### Assignment:
Repeat the material exactly, every line of it.

### Entries shown:

···

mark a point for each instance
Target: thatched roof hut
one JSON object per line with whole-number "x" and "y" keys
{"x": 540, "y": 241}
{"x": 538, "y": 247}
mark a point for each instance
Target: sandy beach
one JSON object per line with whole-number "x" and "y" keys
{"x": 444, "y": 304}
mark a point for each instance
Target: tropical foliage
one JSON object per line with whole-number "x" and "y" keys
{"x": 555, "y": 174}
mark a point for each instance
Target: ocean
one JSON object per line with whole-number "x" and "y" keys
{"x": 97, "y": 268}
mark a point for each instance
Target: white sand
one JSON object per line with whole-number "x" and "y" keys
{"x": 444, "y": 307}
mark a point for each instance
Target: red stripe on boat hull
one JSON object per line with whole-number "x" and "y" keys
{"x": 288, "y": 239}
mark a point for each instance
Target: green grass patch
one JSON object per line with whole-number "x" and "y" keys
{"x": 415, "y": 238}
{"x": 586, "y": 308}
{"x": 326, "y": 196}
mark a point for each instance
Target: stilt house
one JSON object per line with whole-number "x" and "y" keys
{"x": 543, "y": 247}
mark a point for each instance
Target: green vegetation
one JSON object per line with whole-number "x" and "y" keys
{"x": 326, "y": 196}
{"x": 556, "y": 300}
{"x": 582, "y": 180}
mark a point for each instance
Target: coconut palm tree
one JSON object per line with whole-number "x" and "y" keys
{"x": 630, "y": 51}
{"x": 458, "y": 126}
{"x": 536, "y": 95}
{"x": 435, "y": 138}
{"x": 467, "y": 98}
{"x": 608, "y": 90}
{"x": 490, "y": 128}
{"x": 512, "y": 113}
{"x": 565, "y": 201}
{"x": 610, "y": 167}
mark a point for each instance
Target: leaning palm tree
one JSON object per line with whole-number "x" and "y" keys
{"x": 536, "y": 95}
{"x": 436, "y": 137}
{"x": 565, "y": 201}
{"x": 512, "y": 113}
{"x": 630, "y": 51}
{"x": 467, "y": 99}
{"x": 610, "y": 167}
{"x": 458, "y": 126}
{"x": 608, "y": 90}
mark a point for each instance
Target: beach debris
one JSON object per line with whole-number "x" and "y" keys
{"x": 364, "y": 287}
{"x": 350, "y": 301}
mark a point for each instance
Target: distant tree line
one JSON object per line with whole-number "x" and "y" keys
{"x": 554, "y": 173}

···

### Solution to this exercise:
mark a point for each instance
Target: thatched roof hut
one JSON object per line with whole-number "x" and "y" keys
{"x": 540, "y": 241}
{"x": 538, "y": 247}
mark a point for each instance
Target: sandy beach
one JSON object per line with whole-number "x" and "y" keys
{"x": 444, "y": 304}
mark a point for each instance
Target: tropical foliage
one JSON object per line with whole-number "x" and "y" keys
{"x": 555, "y": 174}
mark a point for each instance
Target: ocean
one JSON object per line with whole-number "x" and "y" keys
{"x": 97, "y": 268}
mark a point for each instance
Target: white sand
one JSON object per line with whole-number "x" and "y" keys
{"x": 444, "y": 307}
mark a point for each instance
Target: red stripe on boat hull
one JSON object per line with whole-number "x" and "y" keys
{"x": 288, "y": 239}
mark a point for each instance
Target: green grass patch
one JSON object per line with whole-number "x" and "y" keys
{"x": 415, "y": 238}
{"x": 586, "y": 308}
{"x": 326, "y": 196}
mark a point for each instance
Target: stilt house
one JSON object per line with whole-number "x" and "y" keys
{"x": 543, "y": 247}
mark a point for each instance
Target: green vegetation
one JSON object per line with whole-number "x" and "y" keys
{"x": 326, "y": 196}
{"x": 556, "y": 300}
{"x": 582, "y": 180}
mark a point for each instance
Target: coconut palm tree
one JSON object per line with whole-number "x" and "y" keys
{"x": 630, "y": 51}
{"x": 458, "y": 126}
{"x": 536, "y": 95}
{"x": 435, "y": 138}
{"x": 467, "y": 98}
{"x": 608, "y": 90}
{"x": 490, "y": 128}
{"x": 512, "y": 113}
{"x": 565, "y": 201}
{"x": 610, "y": 167}
mark a point for each instance
Target: leaning palm tree
one JSON object per line with whole-number "x" and "y" keys
{"x": 536, "y": 95}
{"x": 436, "y": 137}
{"x": 565, "y": 201}
{"x": 512, "y": 113}
{"x": 630, "y": 51}
{"x": 467, "y": 99}
{"x": 610, "y": 167}
{"x": 458, "y": 126}
{"x": 608, "y": 90}
mark a point for each instance
Target: beach debris
one JSON object per line with whole-number "x" and "y" keys
{"x": 364, "y": 287}
{"x": 350, "y": 301}
mark a point for each instance
Target: distant tree line
one JSON object per line with whole-number "x" and "y" keys
{"x": 554, "y": 173}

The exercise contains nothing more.